• **What you will do**:
Could you format every line of the records below as a Markdown table with the columns "Number" and "Entry", giving each line its row number and leaving out blank lines?

[START Raw data]

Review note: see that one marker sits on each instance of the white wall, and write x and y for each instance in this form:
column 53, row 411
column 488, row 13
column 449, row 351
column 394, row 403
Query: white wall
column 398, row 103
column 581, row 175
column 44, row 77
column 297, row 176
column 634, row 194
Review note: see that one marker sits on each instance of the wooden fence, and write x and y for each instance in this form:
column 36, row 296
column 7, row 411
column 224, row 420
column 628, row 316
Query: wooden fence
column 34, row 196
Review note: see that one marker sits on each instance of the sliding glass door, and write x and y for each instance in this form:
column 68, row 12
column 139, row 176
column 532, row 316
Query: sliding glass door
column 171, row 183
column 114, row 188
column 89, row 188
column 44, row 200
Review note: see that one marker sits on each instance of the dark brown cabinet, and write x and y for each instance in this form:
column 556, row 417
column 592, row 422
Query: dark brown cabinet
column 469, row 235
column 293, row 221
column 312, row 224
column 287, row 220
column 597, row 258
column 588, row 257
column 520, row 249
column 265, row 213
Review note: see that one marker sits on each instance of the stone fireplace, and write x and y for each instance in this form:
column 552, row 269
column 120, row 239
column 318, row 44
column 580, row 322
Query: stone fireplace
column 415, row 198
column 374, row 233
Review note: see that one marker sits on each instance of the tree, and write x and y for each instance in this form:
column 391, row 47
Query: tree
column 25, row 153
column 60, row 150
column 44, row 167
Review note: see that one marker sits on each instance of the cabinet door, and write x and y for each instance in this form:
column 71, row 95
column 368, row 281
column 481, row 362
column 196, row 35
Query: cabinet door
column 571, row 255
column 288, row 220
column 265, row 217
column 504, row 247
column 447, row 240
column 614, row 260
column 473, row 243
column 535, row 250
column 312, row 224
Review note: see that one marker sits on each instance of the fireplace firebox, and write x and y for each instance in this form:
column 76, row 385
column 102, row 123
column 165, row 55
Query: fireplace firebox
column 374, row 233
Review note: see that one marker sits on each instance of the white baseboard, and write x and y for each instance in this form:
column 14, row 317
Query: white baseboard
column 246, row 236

[END Raw data]

• **Output**:
| Number | Entry |
|---|---|
| 1 | Review note: see that one marker sits on each instance of the white wall, and write x and y for each instance in this form: |
| 2 | column 53, row 411 |
| 3 | column 488, row 13 |
| 4 | column 449, row 351 |
| 5 | column 394, row 403 |
| 6 | Query: white wall |
| 7 | column 398, row 103 |
| 8 | column 581, row 175 |
| 9 | column 44, row 77 |
| 10 | column 297, row 176 |
| 11 | column 634, row 194 |
| 12 | Review note: see that one marker sits on each instance of the wooden fence, and write x and y for each instance in this form: |
| 13 | column 36, row 296 |
| 14 | column 7, row 411 |
| 15 | column 224, row 420 |
| 16 | column 628, row 316 |
| 17 | Query: wooden fence |
| 18 | column 34, row 196 |
| 19 | Review note: see that one marker sits on each instance of the sliding glass door, and write x and y for each instance in this form: |
| 20 | column 68, row 12 |
| 21 | column 139, row 176 |
| 22 | column 532, row 316 |
| 23 | Query: sliding glass door |
| 24 | column 171, row 183 |
| 25 | column 114, row 188 |
| 26 | column 89, row 188 |
| 27 | column 44, row 200 |
| 28 | Review note: see that one marker sits on each instance of the dark brown cabinet, and write x and y for each instance in this form: |
| 29 | column 556, row 417 |
| 30 | column 592, row 422 |
| 31 | Query: dark brown cabinet |
| 32 | column 469, row 235 |
| 33 | column 293, row 221 |
| 34 | column 312, row 224 |
| 35 | column 287, row 220 |
| 36 | column 597, row 258 |
| 37 | column 588, row 257 |
| 38 | column 520, row 249 |
| 39 | column 265, row 213 |
| 40 | Review note: see that one marker sits on each instance of the stone fireplace, and write x and y for each instance in this form: |
| 41 | column 552, row 269 |
| 42 | column 120, row 239 |
| 43 | column 318, row 44 |
| 44 | column 580, row 322 |
| 45 | Query: stone fireplace |
| 46 | column 415, row 198 |
| 47 | column 374, row 233 |
| 48 | Review note: see that one marker sits on each instance of the tree, and write x and y for each instance in this form: |
| 49 | column 391, row 47 |
| 50 | Query: tree |
| 51 | column 25, row 153 |
| 52 | column 60, row 150 |
| 53 | column 44, row 167 |
| 54 | Review note: see that one marker sits on each instance of the cabinet door, and write x and y for each instance in this form: |
| 55 | column 71, row 95 |
| 56 | column 368, row 281 |
| 57 | column 481, row 362 |
| 58 | column 196, row 35 |
| 59 | Query: cabinet door |
| 60 | column 571, row 255 |
| 61 | column 288, row 220 |
| 62 | column 265, row 217 |
| 63 | column 504, row 247 |
| 64 | column 447, row 240 |
| 65 | column 614, row 260 |
| 66 | column 473, row 243 |
| 67 | column 535, row 250 |
| 68 | column 312, row 224 |
| 69 | Review note: see that one marker sits on each instance of the fireplace firebox, and write x and y for each instance in this form: |
| 70 | column 76, row 385 |
| 71 | column 102, row 123 |
| 72 | column 165, row 55 |
| 73 | Query: fireplace firebox |
| 74 | column 374, row 233 |
| 75 | Review note: see that one marker sits on each instance of the white baseboard, and write x and y for each instance in this form: |
| 76 | column 14, row 317 |
| 77 | Query: white baseboard |
| 78 | column 246, row 236 |